▶ Instructions for the task:
Please copy out, unchanged, the part of the rows that opens at their very start and closes with the line containing "xmin=31 ymin=85 xmax=179 ymax=223", including both ends.

Rows of labeled boxes:
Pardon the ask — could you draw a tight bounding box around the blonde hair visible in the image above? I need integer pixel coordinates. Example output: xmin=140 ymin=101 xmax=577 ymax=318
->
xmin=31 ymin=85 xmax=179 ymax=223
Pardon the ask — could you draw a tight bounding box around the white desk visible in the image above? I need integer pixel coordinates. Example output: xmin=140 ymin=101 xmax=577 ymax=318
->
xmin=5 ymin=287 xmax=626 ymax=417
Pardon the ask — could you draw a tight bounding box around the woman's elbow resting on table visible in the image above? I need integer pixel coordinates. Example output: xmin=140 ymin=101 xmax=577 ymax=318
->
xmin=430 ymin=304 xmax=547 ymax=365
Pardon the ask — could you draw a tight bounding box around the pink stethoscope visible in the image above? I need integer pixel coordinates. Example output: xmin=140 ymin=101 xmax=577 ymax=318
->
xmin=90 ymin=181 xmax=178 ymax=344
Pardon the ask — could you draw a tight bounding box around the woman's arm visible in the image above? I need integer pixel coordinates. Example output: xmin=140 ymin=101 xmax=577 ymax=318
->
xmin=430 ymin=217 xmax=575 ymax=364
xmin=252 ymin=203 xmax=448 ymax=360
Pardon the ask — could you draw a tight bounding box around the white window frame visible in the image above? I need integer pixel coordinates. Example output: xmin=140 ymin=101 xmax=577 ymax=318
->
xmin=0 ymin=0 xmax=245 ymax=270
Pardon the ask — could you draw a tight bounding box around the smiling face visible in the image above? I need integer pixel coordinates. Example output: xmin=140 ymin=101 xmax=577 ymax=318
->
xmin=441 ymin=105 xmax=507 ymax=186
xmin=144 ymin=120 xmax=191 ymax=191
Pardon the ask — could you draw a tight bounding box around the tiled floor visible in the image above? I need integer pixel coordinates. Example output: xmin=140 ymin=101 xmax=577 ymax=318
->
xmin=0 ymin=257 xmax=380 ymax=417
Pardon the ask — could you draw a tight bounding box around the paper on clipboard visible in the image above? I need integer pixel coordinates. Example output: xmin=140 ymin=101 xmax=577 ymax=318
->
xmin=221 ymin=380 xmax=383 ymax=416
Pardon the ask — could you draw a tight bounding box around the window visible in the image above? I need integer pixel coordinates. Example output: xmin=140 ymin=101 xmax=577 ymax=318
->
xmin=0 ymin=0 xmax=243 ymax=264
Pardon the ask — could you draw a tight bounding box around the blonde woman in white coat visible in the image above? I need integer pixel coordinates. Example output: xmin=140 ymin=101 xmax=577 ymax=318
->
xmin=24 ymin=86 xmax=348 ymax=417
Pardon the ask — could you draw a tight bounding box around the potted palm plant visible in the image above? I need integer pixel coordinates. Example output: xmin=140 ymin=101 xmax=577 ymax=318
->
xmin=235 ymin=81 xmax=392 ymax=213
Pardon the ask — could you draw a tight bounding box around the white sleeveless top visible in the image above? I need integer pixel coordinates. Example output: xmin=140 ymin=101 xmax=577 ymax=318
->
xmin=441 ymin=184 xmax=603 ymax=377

▶ Solution to this task:
Pardon the ask — could you draw a tight bounding box around the blonde hair visible in the image above? I need integer pixel coordinates. Example output: xmin=140 ymin=101 xmax=577 ymax=318
->
xmin=31 ymin=85 xmax=179 ymax=223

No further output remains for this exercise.